Rows pointing to named objects

<<<<

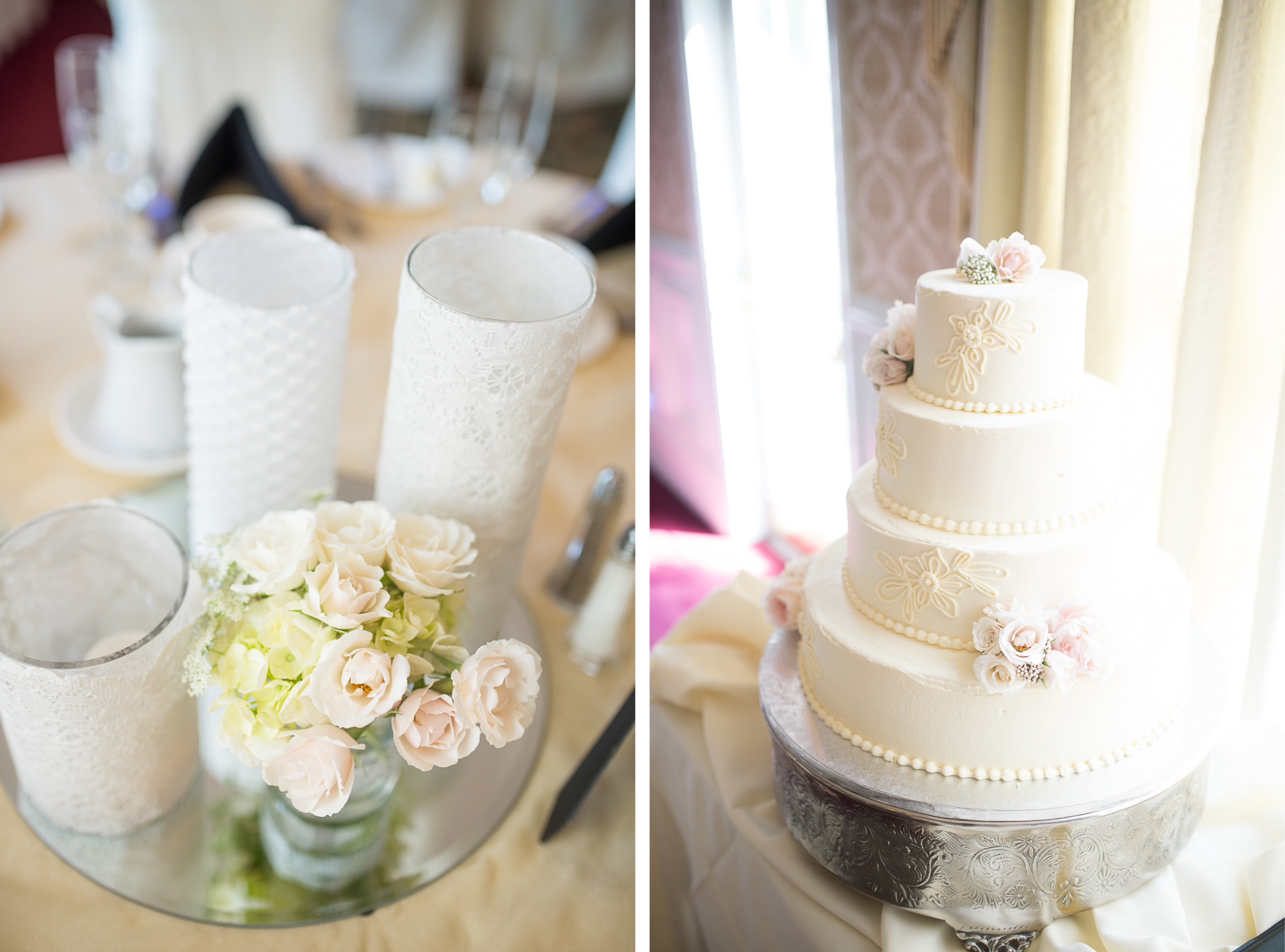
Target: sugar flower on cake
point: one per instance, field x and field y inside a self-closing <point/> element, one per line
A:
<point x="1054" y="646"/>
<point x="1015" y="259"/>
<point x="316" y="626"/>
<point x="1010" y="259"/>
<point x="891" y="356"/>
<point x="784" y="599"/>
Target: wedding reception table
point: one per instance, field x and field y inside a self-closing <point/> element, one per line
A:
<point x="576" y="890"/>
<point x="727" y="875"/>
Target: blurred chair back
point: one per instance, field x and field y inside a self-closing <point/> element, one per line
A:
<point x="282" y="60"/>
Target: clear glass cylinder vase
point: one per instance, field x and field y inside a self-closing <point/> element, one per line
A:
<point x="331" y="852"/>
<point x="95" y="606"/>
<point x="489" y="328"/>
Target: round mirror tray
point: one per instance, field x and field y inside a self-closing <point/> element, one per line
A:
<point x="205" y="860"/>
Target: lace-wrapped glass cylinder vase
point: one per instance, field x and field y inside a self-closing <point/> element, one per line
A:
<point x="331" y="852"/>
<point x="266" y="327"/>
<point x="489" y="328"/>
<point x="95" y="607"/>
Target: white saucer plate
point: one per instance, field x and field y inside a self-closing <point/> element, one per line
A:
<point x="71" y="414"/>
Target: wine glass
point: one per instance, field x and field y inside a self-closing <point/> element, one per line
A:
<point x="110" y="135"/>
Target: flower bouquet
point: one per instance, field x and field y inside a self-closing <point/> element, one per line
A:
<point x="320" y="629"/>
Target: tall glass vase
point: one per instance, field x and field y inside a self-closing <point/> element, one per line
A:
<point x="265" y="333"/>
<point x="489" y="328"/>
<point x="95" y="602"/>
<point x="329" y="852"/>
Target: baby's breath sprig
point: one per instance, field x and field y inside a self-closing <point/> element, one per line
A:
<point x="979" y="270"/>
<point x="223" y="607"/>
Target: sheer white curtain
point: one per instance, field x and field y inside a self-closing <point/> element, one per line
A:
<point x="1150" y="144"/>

>>>>

GOAL OF THE EXERCISE >> Copy out all of the rows above word for word, but omit the pictures.

SOLUTION FOR THIS EXERCISE >>
Target: sugar flower on cake
point: one per instance, field x and field y inside a self-closing <point/> element, one per line
A:
<point x="1054" y="646"/>
<point x="1015" y="259"/>
<point x="316" y="626"/>
<point x="1010" y="259"/>
<point x="891" y="356"/>
<point x="784" y="599"/>
Target: wedding reception table
point: one per instance, field x and field y inside a self-closing <point/> element, one per line
A:
<point x="576" y="890"/>
<point x="727" y="875"/>
Target: blurred chair back
point: one per instance, field x and field y inside a self-closing <point/> element, one per line
A:
<point x="282" y="60"/>
Target: clear glass cylinder vase
point: one per instance, field x and field y inside a self-closing <point/> element, one per line
A:
<point x="331" y="852"/>
<point x="95" y="606"/>
<point x="489" y="328"/>
Target: round mirror tray
point: one per instance, field x and field y inside a self-closing <point/> element, one per line
A:
<point x="205" y="860"/>
Target: lace-wrapped glass cylinder vase
point: one per instance, field x and field y inside a self-closing <point/> element, one per line
A:
<point x="331" y="852"/>
<point x="266" y="327"/>
<point x="489" y="328"/>
<point x="95" y="607"/>
Target: white saucer plate
point: one per instance, field x and field y inside a self-closing <point/> element, one per line
A:
<point x="71" y="414"/>
Target: wine glass
point: one per instance, field x and field y inside a self-closing <point/> element, one per line
A:
<point x="110" y="135"/>
Target: flower bouquet
point: one per instance, field x and field y inside a self-closing <point/> element, one per line
A:
<point x="320" y="629"/>
Target: tall glass vase
point: one per instance, field x and field y inside a self-closing <point/> element, one per line
A:
<point x="265" y="333"/>
<point x="489" y="328"/>
<point x="95" y="602"/>
<point x="329" y="852"/>
Target: baby's breath sprig
point: one per instance, field x and field y inside a self-closing <point/> element, one per line
A:
<point x="979" y="270"/>
<point x="223" y="607"/>
Target: sheer white curtain
point: one per instance, field x and field y inside a self-closing <point/> element, one per line
A:
<point x="1150" y="144"/>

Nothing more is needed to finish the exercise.